• **Work to be completed**: Can you reproduce the data below word for word, changing nothing?

• **Data rows**:
>> start

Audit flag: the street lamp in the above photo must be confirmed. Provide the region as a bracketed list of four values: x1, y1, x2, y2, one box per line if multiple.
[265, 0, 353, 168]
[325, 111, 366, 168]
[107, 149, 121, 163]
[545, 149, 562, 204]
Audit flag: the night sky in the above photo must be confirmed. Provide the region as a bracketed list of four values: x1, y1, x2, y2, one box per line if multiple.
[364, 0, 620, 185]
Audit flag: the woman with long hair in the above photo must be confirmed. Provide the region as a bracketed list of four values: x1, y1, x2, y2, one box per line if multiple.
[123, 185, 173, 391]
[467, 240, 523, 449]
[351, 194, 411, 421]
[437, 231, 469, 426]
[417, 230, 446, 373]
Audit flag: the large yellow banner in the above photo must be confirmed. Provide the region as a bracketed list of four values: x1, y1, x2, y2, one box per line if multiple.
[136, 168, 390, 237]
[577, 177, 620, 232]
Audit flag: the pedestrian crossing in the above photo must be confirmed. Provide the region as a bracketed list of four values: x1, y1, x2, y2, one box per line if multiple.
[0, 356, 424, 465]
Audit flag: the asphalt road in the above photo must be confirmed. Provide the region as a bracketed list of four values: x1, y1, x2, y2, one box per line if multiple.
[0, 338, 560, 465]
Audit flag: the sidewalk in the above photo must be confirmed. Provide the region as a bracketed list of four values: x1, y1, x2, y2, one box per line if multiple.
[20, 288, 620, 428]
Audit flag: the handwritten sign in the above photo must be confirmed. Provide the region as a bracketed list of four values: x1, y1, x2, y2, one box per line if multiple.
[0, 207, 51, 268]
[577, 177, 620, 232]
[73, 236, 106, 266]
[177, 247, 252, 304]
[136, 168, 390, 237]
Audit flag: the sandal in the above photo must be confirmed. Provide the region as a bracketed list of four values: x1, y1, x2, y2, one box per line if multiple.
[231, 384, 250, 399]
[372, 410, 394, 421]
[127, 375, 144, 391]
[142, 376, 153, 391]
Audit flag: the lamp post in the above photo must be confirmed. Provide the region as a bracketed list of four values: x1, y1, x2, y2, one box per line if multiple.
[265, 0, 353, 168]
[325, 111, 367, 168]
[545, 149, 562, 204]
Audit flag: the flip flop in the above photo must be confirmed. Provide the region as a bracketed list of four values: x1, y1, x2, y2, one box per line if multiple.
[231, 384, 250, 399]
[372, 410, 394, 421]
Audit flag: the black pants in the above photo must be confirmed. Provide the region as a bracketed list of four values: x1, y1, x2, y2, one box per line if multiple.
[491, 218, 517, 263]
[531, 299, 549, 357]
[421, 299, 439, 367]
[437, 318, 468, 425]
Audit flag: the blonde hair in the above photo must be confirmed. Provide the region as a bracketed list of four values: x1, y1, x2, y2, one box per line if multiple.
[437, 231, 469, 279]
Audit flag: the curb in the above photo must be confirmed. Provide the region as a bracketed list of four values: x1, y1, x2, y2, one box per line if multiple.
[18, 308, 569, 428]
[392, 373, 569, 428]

>> end

• **Reply**:
Audit flag: the street lamp in the above photo must be confirmed. Provide the region as a bracketed list of four values: x1, y1, x2, y2, one box per line if multiple.
[265, 0, 353, 168]
[325, 111, 366, 168]
[107, 149, 121, 163]
[545, 149, 562, 204]
Audit flag: the night sky in the above photo must be confirmed. Provide the region as a bracketed list of four values: x1, y1, x2, y2, one box per line if multiple.
[364, 0, 620, 185]
Audit flag: the woman with long hair in the above photo must be confirmed. Provide the region as a bracketed list of four values: x1, y1, x2, y2, one box per line if multiple.
[123, 185, 173, 391]
[467, 240, 523, 449]
[351, 194, 411, 421]
[437, 231, 469, 426]
[417, 230, 446, 373]
Audit flag: the large yellow banner in the above photo must be confirmed. Provide the region as a bracketed list of four values: x1, y1, x2, y2, one box per line if multiple.
[136, 168, 390, 237]
[577, 177, 620, 232]
Audit flag: the pedestrian crossing in the above photo must be confirmed. Provide the region as a bracketed list of four values: x1, y1, x2, y2, one box per line if multiple.
[0, 356, 424, 465]
Audit flag: the asphalt road in the above photo must be confirmed. Provide the region as a bracketed list of four values: x1, y1, x2, y2, one box per line if multiple.
[0, 338, 560, 465]
Audit flag: the sidewalk in the above photo must be confirmed. Provide the region as a bracketed list of four values: x1, y1, x2, y2, one box per line if multiple.
[20, 288, 620, 428]
Audit flag: the handwritten sign in the above photo must be confirmed. Provide the region as a bracketed list of four values: x1, y1, x2, y2, one box per line if multiple.
[0, 207, 51, 268]
[577, 177, 620, 232]
[73, 236, 106, 266]
[177, 247, 252, 304]
[136, 168, 390, 237]
Audit flag: the sandal in the above photo must be confirmed. Provide the region as a bracketed list of four values: x1, y1, x2, y2, one box per line if multiple.
[231, 384, 250, 399]
[372, 410, 394, 421]
[127, 375, 144, 391]
[142, 376, 153, 391]
Audit flag: the lamp post in the above photo must be confirmed. Provide the region as a bracketed list of four values: x1, y1, x2, y2, one box per line if multiple.
[265, 0, 353, 168]
[325, 111, 367, 168]
[545, 149, 562, 204]
Audit flag: the flip flop in the above photo must be confirmed. Provide the region as a bracketed list of four values: x1, y1, x2, y2, one box per line if multiple.
[231, 384, 250, 399]
[372, 410, 394, 421]
Audit flag: the black pants in the above photo must be confirmed. Provide the region as a bracketed list of four values: x1, y1, x2, y2, one box per line if multiple.
[491, 218, 517, 263]
[531, 299, 549, 357]
[421, 299, 439, 367]
[437, 318, 468, 425]
Audit flag: the blonde hair in the above photo must be confirmed. Provide the region as a bracketed list of four values: x1, y1, x2, y2, one box per line if multiple.
[437, 231, 469, 279]
Audit flag: the curb in the above photo must be confirmed. Provide the region as a bracketed list of four values: x1, y1, x2, y2, one box per line if multiple.
[18, 308, 569, 428]
[392, 373, 569, 428]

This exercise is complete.